-- START Passage given --
Executive secretary of the National Education Association
- In office August 1, 1967 – 1972
- Preceded by: William George Carr

Personal details
- Born: 1912 or 1913 Canebrake, West Virginia, U.S.
- Died: April 9, 1991 (aged 78) Washington, D.C., U.S.
- Spouse: Juanita Bates
- Children: 2
- Education: West Virginia University (Bachelor's degree, master's degree) George Washington University (EdD)
- Occupation: Labor leader

= Samuel M. Lambert =

American labor leader (died 1991)

Samuel M. Lambert (died April 9, 1991) was an American labor leader who served as the executive secretary of the National Education Association during the administration of U.S. President Richard Nixon. Due to the political power wielded by the group, as well as their opposition to federal funding for parochial schools, Lambert was placed on Nixon's enemies list.

==Early life and education==
Lambert was a native of Canebrake, West Virginia. He grew up in Bluefield, West Virginia.

Lambert received a bachelor's degree and a master's degree from West Virginia University before obtaining a Doctor of Education at George Washington University.
-- END Passage given --
-- START Provided records --
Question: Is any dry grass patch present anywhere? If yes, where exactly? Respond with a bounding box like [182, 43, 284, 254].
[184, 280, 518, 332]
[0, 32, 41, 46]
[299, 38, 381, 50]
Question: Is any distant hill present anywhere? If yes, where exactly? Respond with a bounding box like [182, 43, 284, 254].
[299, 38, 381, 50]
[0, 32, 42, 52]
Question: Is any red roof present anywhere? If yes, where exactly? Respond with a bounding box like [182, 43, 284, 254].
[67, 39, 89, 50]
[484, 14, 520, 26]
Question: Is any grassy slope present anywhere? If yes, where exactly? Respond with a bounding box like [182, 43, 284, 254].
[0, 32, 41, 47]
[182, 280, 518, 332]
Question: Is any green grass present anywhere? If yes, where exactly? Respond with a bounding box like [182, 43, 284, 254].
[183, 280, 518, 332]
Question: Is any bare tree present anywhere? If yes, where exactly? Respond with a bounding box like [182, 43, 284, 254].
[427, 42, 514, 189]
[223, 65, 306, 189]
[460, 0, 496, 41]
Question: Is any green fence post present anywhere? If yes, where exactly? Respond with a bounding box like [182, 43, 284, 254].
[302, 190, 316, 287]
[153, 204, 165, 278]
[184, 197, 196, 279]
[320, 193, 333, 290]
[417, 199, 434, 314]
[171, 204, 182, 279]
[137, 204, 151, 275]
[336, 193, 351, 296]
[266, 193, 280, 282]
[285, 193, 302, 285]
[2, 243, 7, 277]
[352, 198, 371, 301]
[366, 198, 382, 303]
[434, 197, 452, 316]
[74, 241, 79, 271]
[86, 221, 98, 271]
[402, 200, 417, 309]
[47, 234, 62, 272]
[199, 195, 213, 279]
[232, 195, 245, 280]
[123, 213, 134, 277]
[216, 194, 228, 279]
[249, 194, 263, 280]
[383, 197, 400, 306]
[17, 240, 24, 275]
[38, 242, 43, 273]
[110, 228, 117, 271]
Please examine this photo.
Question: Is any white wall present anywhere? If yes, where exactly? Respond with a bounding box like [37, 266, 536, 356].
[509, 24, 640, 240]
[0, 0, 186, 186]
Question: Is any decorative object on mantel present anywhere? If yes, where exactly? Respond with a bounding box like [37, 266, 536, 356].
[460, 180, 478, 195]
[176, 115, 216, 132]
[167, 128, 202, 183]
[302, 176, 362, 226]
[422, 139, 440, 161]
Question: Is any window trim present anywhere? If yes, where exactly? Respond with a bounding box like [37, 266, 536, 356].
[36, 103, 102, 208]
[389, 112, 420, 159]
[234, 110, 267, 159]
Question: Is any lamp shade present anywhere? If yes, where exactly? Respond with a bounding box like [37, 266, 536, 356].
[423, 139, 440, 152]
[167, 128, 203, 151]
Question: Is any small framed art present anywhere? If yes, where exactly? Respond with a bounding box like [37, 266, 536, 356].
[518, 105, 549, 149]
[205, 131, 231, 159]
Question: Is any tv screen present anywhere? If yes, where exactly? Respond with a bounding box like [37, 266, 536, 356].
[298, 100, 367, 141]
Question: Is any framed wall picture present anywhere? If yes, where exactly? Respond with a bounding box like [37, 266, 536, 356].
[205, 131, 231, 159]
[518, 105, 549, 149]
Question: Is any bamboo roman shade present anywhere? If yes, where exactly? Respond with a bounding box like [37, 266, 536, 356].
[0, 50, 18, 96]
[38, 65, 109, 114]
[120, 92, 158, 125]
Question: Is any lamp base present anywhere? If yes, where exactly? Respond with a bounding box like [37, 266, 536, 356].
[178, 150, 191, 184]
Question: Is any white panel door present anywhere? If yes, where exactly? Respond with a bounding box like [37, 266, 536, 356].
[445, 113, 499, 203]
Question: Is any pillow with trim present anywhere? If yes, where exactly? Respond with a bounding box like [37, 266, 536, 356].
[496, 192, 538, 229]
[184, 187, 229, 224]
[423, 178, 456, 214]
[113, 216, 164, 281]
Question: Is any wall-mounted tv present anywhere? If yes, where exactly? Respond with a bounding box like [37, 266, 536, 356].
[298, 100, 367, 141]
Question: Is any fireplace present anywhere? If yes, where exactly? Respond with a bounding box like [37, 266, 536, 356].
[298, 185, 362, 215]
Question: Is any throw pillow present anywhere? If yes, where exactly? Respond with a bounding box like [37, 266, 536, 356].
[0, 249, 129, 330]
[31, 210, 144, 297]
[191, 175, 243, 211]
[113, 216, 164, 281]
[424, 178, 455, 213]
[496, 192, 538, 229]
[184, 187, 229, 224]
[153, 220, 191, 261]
-- END Provided records --
— To-do list —
1 > Condense the paragraph of the Lambert biography that begins "Samuel M. Lambert (died April 9, 1991)" into two shorter sentences, keeping its main facts.
2 > Answer these questions from the Lambert biography:
(a) In which town did Lambert grow up?
(b) Who preceded him as executive secretary of the National Education Association?
(c) At which university did he earn his Doctor of Education?
3 > Resume the Lambert biography, picking up after its final sentence.
The data is separate material, unrelated to the Lambert biography.

— Task-by-task answers —
1 > Samuel M. Lambert, an American labor leader who died on April 9, 1991, was executive secretary of the National Education Association under President Richard Nixon. The group's political power and its opposition to federal funding for parochial schools put Lambert on Nixon's enemies list.

2 >
(a) Bluefield, West Virginia
(b) William George Carr
(c) George Washington University

3 >
==Career==
Prior to joining the National Education Association (NEA), Lambert taught high school mathematics and social studies in Bluefield. He also served as director of research for the West Virginia Education Association.

Lambert worked for the NEA for 22 years. He began serving as assistant research director in 1950, research director in 1956, and assistant executive secretary in 1965. On August 1, 1967, Lambert succeeded William George Carr as the organization's executive secretary, serving until his retirement in 1972. During Lambert's tenure as executive secretary, the NEA comprised more than one million school teachers and administrators and was increasing by more than 1,000 members per week. Under Lambert's direction, the organization sought to expand its political bargaining power by opening hundreds of regional offices.

==Personal life and death==
Lambert was married to Juanita Bates and had two daughters. He was a member of the Classroom Teachers Association, the American Association of School Administrators, the National Association of State Educators, and the National Association of Elementary School Principals.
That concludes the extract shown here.